**ENUNCIADO 1**
Selecciona todas las líneas de las entradas que contienen la cadena "kelp", distinguiendo entre mayúsculas y minúsculas.

====== TEXTO PROPORCIONADO

Como en Orán, la ciudad donde “la plaga no está hecha a la medida del hombre, por lo tanto, el hombre se dice que la plaga es irreal, es un mal sueño que tiene que pasar”[3], Lisyanet convierte el exilio en lenguaje y el cuerpo en archivo. Cada pincelada, cada trazo, cada esbozo es una máscara caída, una respiración contenida, una herida que canta. Su obra no busca consuelo, en todo caso enrostra la densidad de esa memoria, todo lo que hemos abandonado para intentar ser felices. Lisyanet Rodríguez pinta para no olvidar, para resistir, para nombrar lo innombrable. Su obra no es solo imagen: es acto de preservación, gesto de rebeldía contra el olvido.

============
====== LISTADO DE DATOS

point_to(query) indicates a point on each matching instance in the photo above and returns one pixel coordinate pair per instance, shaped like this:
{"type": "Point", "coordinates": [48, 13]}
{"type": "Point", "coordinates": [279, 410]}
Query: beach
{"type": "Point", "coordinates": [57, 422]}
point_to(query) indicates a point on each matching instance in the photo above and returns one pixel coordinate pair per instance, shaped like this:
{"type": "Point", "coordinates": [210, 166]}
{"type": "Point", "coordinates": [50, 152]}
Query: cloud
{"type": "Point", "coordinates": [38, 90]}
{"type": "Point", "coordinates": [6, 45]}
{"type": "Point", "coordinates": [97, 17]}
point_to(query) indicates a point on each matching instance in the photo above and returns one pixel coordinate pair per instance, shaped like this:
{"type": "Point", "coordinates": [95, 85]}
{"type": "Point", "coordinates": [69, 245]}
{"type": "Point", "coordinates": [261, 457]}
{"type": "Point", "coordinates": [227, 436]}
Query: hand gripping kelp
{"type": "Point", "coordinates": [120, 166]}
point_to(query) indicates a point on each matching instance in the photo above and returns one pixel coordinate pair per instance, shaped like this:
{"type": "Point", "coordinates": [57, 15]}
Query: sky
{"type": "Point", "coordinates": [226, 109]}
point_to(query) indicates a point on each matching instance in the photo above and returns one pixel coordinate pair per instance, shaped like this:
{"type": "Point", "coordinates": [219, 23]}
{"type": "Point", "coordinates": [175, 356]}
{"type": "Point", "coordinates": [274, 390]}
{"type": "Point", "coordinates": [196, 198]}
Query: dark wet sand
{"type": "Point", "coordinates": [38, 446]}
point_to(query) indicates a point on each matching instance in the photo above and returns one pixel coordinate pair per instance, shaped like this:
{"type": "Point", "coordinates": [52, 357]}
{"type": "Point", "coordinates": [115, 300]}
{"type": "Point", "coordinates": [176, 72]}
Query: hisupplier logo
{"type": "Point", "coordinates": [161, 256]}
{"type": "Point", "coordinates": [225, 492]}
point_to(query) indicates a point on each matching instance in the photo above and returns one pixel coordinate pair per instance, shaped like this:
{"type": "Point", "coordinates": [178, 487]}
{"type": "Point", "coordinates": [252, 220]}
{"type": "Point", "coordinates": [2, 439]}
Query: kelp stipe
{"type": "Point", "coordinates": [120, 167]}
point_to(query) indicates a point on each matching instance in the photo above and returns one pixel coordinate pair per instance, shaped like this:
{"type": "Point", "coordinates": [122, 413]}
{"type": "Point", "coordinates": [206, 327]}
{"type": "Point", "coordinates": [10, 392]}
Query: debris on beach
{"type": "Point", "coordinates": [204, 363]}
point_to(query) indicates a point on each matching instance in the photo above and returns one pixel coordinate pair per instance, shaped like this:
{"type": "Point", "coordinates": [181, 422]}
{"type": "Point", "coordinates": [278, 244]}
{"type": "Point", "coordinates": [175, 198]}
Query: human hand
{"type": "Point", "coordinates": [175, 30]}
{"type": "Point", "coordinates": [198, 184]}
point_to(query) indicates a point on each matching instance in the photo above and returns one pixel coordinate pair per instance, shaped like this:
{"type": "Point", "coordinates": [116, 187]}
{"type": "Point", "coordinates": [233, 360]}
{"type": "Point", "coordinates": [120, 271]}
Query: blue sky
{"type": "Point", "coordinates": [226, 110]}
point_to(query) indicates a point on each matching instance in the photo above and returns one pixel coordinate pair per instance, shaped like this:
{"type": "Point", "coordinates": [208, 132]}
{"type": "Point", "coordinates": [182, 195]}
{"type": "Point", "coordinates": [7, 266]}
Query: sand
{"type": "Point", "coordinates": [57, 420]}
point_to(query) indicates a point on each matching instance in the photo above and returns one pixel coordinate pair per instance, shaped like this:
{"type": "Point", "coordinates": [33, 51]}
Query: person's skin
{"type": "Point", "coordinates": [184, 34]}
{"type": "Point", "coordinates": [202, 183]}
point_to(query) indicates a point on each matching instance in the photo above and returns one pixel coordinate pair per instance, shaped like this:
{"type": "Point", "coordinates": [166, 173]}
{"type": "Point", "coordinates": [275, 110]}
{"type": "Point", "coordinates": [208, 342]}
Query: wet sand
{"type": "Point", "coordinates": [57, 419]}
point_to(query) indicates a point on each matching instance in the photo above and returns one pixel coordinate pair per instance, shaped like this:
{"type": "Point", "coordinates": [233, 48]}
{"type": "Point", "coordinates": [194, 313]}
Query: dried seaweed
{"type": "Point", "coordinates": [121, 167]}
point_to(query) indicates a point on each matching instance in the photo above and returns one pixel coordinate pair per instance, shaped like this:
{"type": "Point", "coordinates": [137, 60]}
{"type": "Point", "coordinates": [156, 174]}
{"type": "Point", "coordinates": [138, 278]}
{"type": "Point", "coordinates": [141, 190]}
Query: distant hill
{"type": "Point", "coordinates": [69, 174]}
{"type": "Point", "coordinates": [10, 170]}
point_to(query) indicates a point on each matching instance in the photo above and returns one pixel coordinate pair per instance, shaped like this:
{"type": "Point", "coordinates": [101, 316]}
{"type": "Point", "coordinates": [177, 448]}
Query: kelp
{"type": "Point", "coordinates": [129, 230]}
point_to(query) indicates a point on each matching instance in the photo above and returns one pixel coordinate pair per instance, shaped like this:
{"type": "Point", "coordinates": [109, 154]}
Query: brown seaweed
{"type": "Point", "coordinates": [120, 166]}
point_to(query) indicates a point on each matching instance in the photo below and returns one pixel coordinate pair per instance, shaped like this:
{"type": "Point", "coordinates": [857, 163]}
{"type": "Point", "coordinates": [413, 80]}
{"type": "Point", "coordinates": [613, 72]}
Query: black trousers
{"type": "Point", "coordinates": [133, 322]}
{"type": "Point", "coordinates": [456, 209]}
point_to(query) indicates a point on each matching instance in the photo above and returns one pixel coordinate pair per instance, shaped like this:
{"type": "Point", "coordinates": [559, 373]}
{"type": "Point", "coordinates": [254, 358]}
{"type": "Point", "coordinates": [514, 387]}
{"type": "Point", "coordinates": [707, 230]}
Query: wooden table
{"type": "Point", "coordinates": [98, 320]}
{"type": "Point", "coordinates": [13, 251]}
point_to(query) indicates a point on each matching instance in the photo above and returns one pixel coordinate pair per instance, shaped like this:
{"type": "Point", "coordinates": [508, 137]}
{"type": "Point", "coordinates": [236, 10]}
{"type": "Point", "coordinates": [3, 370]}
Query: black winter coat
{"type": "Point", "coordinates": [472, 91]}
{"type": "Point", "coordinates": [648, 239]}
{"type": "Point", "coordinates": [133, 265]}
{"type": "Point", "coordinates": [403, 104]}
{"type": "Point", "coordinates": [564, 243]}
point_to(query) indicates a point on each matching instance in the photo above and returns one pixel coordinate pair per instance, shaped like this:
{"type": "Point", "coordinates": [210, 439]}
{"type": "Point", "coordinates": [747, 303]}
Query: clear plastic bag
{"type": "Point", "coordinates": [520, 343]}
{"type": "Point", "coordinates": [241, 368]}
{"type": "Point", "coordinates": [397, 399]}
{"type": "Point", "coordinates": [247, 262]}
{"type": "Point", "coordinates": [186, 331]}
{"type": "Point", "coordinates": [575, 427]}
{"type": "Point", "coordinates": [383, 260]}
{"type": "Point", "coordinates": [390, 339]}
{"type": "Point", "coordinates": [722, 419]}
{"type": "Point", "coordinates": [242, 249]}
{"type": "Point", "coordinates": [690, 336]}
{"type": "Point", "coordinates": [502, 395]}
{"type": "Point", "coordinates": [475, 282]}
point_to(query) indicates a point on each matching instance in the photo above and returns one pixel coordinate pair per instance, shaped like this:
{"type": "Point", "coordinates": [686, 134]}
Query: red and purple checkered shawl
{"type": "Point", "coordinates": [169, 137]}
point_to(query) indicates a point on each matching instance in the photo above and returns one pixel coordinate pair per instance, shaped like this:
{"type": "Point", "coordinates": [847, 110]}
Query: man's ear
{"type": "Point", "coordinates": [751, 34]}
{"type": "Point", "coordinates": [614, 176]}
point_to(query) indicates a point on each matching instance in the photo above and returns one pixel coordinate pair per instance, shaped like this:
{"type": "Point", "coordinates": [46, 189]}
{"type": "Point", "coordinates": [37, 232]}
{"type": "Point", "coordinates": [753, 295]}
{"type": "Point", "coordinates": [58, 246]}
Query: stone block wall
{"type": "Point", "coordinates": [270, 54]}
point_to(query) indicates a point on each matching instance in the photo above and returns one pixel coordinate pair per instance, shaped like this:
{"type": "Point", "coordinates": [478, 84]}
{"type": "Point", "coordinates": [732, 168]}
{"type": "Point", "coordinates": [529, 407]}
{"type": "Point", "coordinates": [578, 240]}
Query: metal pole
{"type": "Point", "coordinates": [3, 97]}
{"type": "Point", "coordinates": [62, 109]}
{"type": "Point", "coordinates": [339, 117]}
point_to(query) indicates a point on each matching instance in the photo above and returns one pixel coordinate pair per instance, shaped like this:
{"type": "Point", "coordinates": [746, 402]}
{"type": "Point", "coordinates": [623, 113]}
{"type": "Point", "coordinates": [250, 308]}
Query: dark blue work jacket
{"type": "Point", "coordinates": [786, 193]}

============

**ENUNCIADO 2**
Reproduce textualmente el pasaje del texto sobre Lisyanet Rodríguez que va desde "Como en Orán, la" hasta "contra el olvido.".

**RESPUESTA CORRECTA 1**
Query: hand gripping kelp
Query: kelp stipe
Query: kelp

**RESPUESTA CORRECTA 2**
Como en Orán, la ciudad donde “la plaga no está hecha a la medida del hombre, por lo tanto, el hombre se dice que la plaga es irreal, es un mal sueño que tiene que pasar”[3], Lisyanet convierte el exilio en lenguaje y el cuerpo en archivo. Cada pincelada, cada trazo, cada esbozo es una máscara caída, una respiración contenida, una herida que canta. Su obra no busca consuelo, en todo caso enrostra la densidad de esa memoria, todo lo que hemos abandonado para intentar ser felices. Lisyanet Rodríguez pinta para no olvidar, para resistir, para nombrar lo innombrable. Su obra no es solo imagen: es acto de preservación, gesto de rebeldía contra el olvido.